- Requirement 1 -
What keys does the PHI_PATTERNS dictionary define in the compliance use-case text?
- Requirement 2 -
Continue the compliance use-case text after its final line, carrying on the Financial Services: PCI-DSS Compliance section.

- Extracted text -
_ _ _
Real-World Use Cases¶

Healthcare: HIPAA Compliance¶

Challenge: Protect PHI (Protected Health Information) while enabling analytics.

from flock.context_provider import ContextProvider, ContextRequest

class PHIRedactorProvider(ContextProvider):
    """Redacts PHI from medical records."""

    PHI_PATTERNS = {
        "ssn": re.compile(r"\b\d{3}-\d{2}-\d{4}\b"),
        "mrn": re.compile(r"MRN[:\s]*\d{6,10}"),
        "dob": re.compile(r"\b\d{2}/\d{2}/\d{4}\b"),
        "phone": re.compile(r"\b\d{3}[-.]?\d{3}[-.]?\d{4}\b"),
        "email": re.compile(r"\b[A-Za-z0-9._%+-]+@[A-Za-z0-9.-]+\.[A-Z|a-z]{2,}\b"),
    }

    async def __call__(self, request: ContextRequest) -> list[dict[str, Any]]:
        # Query visible artifacts
        artifacts, _ = await request.store.query_artifacts(limit=100)
        visible = [a for a in artifacts if a.visibility.allows(request.agent_identity)]

        # Redact PHI from each artifact
        redacted = []
        for artifact in visible:
            payload = self._redact_phi(artifact.payload)
            redacted.append({
                "type": artifact.type,
                "payload": payload,
                "produced_by": artifact.produced_by,
                "created_at": artifact.created_at,
                "id": str(artifact.id),
                "correlation_id": str(artifact.correlation_id) if artifact.correlation_id else None,
                "tags": list(artifact.tags) if artifact.tags else [],
            })

        return redacted

    def _redact_phi(self, payload: dict) -> dict:
        # Recursively redact PHI patterns
        redacted = {}
        for key, value in payload.items():
            if isinstance(value, dict):
                redacted[key] = self._redact_phi(value)
            elif isinstance(value, str):
                for pattern_name, pattern in self.PHI_PATTERNS.items():
                    value = pattern.sub("[REDACTED-PHI]", value)
                redacted[key] = value
            else:
                redacted[key] = value
        return redacted

# Usage
provider = PHIRedactorProvider()
flock = Flock("openai/gpt-4.1", context_provider=provider)

Benefits: - ✅ HIPAA compliance (no PHI exposed to agents) - ✅ Enable AI analytics on medical records - ✅ Automatic enforcement (agents can't bypass)

Financial Services: PCI-DSS Compliance¶

Challenge: Process transactions without exposing credit card data.
_ _ _
[Records from a collection]
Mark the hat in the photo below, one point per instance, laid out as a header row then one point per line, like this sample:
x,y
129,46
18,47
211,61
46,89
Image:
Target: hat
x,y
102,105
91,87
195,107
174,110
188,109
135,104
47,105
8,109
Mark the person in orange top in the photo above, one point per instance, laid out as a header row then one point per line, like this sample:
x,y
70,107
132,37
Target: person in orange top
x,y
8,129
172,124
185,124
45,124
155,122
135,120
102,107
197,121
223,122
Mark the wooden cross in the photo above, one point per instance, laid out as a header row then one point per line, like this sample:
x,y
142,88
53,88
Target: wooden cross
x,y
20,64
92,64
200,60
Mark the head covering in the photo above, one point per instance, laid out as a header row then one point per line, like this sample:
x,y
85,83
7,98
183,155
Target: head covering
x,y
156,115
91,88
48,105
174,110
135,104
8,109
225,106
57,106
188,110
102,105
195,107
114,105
_ _ _
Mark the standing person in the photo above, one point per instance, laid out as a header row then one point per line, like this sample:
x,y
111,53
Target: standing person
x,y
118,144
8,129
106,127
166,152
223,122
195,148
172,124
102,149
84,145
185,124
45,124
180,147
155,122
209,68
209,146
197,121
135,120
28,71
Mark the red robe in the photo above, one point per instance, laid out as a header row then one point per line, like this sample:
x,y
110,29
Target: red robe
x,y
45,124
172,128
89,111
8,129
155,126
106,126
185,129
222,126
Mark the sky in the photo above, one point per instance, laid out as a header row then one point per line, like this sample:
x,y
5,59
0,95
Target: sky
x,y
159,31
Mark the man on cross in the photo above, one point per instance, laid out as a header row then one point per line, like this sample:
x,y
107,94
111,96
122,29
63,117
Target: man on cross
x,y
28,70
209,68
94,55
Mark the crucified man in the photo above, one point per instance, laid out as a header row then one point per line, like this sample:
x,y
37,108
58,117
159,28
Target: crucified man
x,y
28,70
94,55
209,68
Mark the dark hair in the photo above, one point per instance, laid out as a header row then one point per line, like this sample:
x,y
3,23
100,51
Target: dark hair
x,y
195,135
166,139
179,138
_ _ _
- Exercise response 1 -
ssn, mrn, dob, phone, email

- Exercise response 2 -
from flock.context_provider import FilteredContextProvider
from flock.store import FilterConfig

# Only show anonymized transaction summaries
provider = FilteredContextProvider(
    FilterConfig(
        tags={"transaction_summary", "pci_safe"},  # Only safe artifacts
        type_names={"TransactionSummary"}          # Not raw card data
    ),
    limit=100
)

# Combined with custom redaction
class PCIRedactorProvider(ContextProvider):
    """Redacts PCI data (credit cards, CVV, PII)."""

    PCI_PATTERNS = {
        "card_number": re.compile(r"\b\d{4}[-\s]?\d{4}[-\s]?\d{4}[-\s]?\d{4}\b"),
        "cvv": re.compile(r"\bcvv[:\s]*\d{3,4}\b", re.IGNORECASE),
        "expiry": re.compile(r"\b\d{2}/\d{2,4}\b"),
    }

    async def __call__(self, request: ContextRequest) -> list[dict[str, Any]]:
        # Query and redact
        artifacts, _ = await request.store.query_artifacts(limit=100)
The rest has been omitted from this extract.